§ **What the task asks**
Copy every line of the records below word for word, leaving out the pictures.

(Records from a dataset)
▼▼▼

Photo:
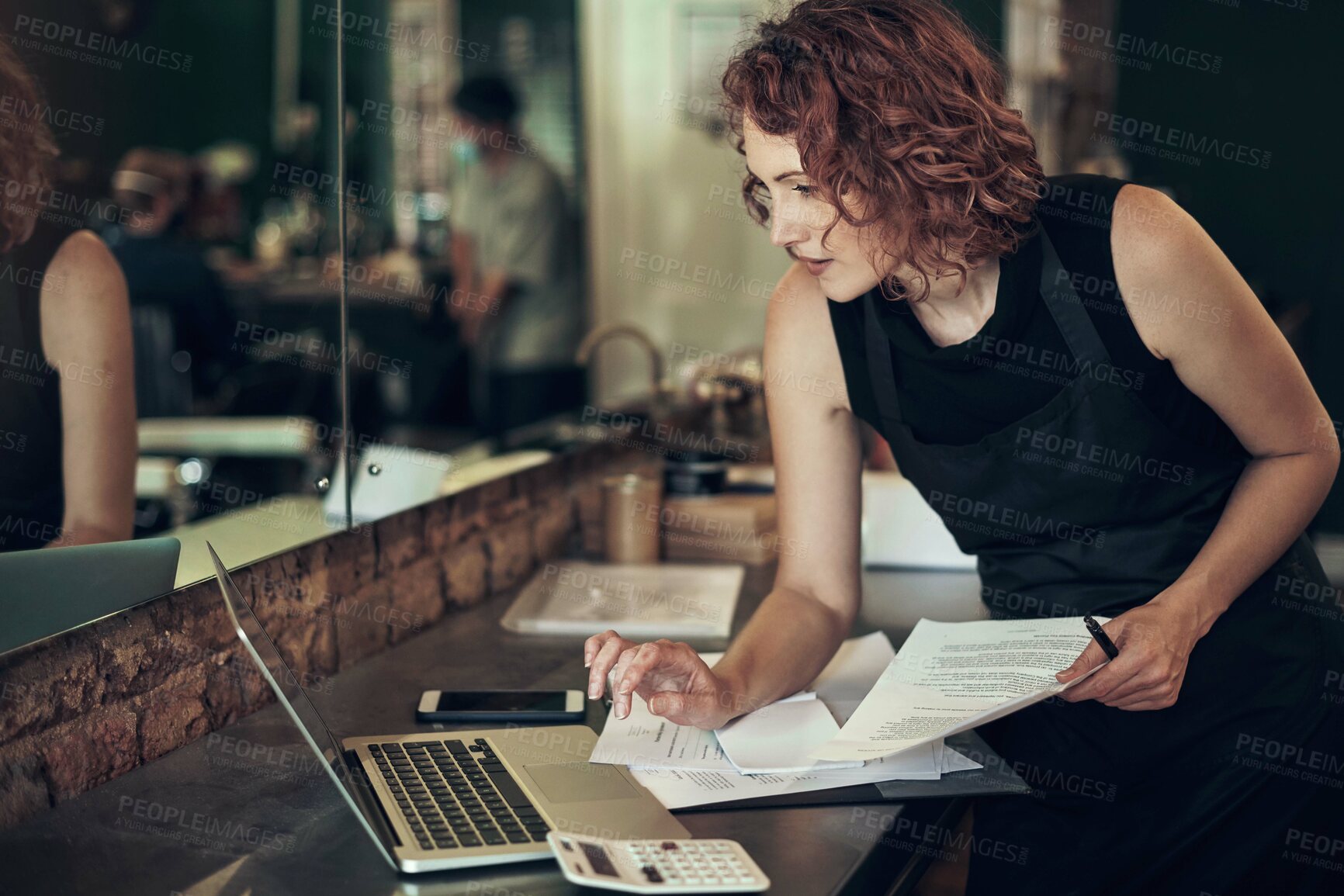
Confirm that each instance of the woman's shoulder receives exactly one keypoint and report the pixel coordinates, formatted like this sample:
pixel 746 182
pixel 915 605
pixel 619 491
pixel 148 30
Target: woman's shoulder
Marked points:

▲▲▲

§ **Problem solution**
Photo:
Confirm that each instance of the woman's shoulder receives exactly one keypoint and report the pixel coordinates, formatted like this sample:
pixel 746 182
pixel 915 605
pixel 619 491
pixel 148 30
Target: woman's shoulder
Marked points:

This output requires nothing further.